#### Task to complete:
Retype, exactly and with nothing added, the lines from the one showing "of the orange" through the final line of the material. Omit pictures.

#### Supplied material:
* * *

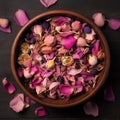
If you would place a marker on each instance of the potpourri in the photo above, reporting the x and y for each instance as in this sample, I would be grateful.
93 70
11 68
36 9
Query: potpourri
60 57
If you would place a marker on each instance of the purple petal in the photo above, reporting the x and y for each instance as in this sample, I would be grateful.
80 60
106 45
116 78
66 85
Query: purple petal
109 94
48 3
91 108
40 111
20 72
8 86
29 100
114 24
60 20
53 85
96 47
68 42
66 34
17 103
8 29
74 71
20 17
65 90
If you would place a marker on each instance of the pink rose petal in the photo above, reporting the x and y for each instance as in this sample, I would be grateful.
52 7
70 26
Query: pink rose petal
99 19
48 3
109 94
68 42
18 103
29 100
4 25
114 24
8 29
8 86
20 17
65 90
91 108
40 111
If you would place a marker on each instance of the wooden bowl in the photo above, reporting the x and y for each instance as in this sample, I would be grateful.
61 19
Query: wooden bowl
59 103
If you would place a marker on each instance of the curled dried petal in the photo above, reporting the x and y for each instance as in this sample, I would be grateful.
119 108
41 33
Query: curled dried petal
91 108
4 22
68 42
48 3
114 24
8 86
18 103
99 19
40 111
21 17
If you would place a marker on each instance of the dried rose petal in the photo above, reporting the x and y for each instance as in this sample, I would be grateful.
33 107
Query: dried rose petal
4 25
40 111
114 24
74 71
99 19
29 100
91 108
18 103
68 42
109 94
65 90
20 17
8 86
37 29
48 3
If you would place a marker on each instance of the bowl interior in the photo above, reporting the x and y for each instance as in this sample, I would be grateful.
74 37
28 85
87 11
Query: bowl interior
47 101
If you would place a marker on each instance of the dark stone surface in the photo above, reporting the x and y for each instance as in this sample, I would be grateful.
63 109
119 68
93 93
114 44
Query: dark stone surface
108 110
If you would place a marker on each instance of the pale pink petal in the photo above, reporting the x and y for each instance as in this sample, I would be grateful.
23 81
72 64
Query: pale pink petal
17 103
65 90
114 24
8 86
74 71
53 85
8 29
91 108
109 94
29 100
48 3
68 42
40 111
21 17
99 19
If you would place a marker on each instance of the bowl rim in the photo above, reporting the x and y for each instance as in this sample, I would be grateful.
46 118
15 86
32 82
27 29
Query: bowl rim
53 13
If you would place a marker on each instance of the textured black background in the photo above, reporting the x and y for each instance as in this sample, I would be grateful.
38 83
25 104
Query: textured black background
108 110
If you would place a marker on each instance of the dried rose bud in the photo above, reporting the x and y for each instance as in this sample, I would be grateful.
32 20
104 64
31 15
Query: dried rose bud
99 19
81 42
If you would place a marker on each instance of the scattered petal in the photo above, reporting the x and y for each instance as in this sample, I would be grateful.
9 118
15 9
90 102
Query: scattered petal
99 19
68 42
91 108
114 24
29 100
18 103
109 94
48 3
20 17
8 86
40 111
4 25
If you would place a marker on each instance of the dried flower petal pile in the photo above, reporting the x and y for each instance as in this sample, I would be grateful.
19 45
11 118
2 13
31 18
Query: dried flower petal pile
60 57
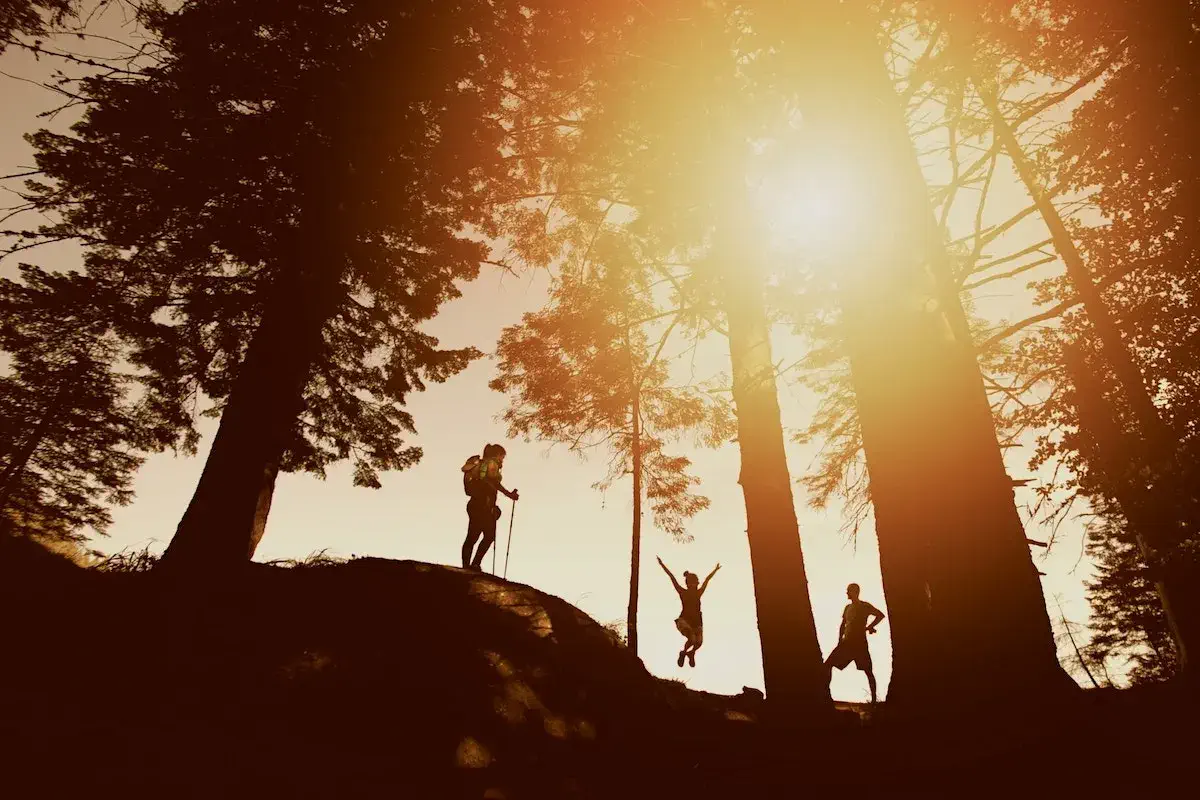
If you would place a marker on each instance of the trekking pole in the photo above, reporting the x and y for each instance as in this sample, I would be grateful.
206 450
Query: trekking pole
508 548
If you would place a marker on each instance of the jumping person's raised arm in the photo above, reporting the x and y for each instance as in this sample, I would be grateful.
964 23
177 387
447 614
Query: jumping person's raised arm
673 582
879 618
705 585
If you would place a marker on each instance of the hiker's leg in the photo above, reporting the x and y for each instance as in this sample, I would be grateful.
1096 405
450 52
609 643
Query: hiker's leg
468 545
489 530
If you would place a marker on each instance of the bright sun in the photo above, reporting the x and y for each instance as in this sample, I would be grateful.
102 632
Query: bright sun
814 208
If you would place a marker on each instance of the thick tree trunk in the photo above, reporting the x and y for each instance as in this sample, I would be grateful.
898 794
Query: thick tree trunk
791 656
1168 509
228 511
635 559
19 459
969 615
1176 593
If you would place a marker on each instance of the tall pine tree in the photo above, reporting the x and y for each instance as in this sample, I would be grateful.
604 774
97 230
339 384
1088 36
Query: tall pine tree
280 202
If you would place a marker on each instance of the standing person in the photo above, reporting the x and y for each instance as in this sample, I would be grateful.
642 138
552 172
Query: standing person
852 637
690 621
481 481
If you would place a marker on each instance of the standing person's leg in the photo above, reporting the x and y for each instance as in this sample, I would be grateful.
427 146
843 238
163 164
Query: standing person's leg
473 531
864 663
685 630
695 642
489 528
839 659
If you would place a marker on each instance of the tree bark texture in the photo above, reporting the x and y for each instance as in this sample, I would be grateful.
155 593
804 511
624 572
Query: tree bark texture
795 678
227 515
635 558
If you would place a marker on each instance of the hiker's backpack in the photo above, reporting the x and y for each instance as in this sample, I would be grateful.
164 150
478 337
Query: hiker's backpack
471 482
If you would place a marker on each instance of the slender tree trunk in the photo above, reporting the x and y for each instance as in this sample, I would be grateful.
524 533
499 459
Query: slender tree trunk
19 459
22 457
1164 531
952 546
228 511
1117 355
792 667
1175 591
635 559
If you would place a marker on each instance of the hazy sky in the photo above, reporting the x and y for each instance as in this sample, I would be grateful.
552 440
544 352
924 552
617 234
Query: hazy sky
569 540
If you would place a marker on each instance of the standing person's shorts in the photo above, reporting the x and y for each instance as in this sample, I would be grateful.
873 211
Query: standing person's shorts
483 516
694 631
849 650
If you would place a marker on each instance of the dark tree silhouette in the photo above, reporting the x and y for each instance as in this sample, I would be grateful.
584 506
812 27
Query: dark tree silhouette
283 198
631 144
30 17
593 371
71 431
955 563
1127 624
1122 360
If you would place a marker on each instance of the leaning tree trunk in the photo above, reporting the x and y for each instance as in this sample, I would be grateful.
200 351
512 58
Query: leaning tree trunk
947 523
793 674
635 558
227 515
1143 513
1163 517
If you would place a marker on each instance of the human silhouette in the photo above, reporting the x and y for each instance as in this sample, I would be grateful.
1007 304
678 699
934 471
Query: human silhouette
481 481
852 637
690 621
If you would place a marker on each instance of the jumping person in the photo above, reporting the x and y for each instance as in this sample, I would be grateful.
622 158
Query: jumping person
690 621
481 482
852 637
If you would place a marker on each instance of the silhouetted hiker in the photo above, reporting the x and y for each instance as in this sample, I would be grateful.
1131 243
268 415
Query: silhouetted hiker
852 637
690 621
481 482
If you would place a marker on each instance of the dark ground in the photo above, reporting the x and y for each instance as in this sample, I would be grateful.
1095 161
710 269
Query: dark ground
401 679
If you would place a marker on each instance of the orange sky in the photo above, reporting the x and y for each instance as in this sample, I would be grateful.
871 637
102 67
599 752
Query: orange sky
569 540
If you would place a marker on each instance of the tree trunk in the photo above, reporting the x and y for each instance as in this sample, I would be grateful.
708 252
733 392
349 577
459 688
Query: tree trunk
1176 594
1164 531
792 668
228 511
947 523
635 559
21 458
1129 377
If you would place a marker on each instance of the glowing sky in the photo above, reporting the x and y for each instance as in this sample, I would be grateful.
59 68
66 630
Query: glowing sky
569 540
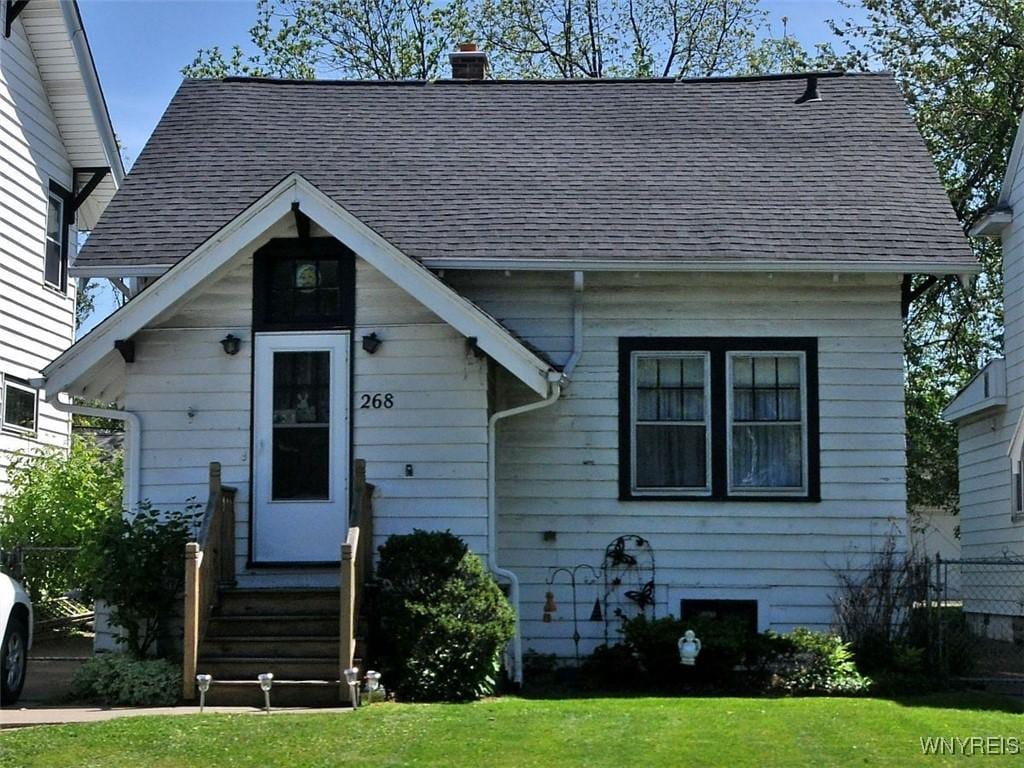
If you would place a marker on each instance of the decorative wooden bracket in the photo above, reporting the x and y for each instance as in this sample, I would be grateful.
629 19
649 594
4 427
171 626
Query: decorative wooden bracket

* * *

#### Output below:
If you would place a marker on each instance of the orange sky in the photo above, reporting the x and y for each instance as in this sample, I would be grateful.
871 637
102 67
599 752
Query: orange sky
569 540
If you would place a marker on each instance of the tree trunk in the photo above, reporting the x and y for each instance as in this sample, I would be grateful.
708 252
733 392
349 577
459 688
Query: tree trunk
1176 594
1164 531
792 668
228 511
947 523
635 559
21 458
1129 377
If you would place a marker on each instance of the glowing sky in the photo above, reporting the x and y for each instance as in this sample, I would be grateful.
59 68
66 630
Query: glowing sky
569 540
If you would place a marker on each instance of the decorative wooden bracket in the photo above, reporting the x and y for each instance as in this sample, I would be grateful.
629 19
649 594
4 427
171 626
Query: decorative wooden bracket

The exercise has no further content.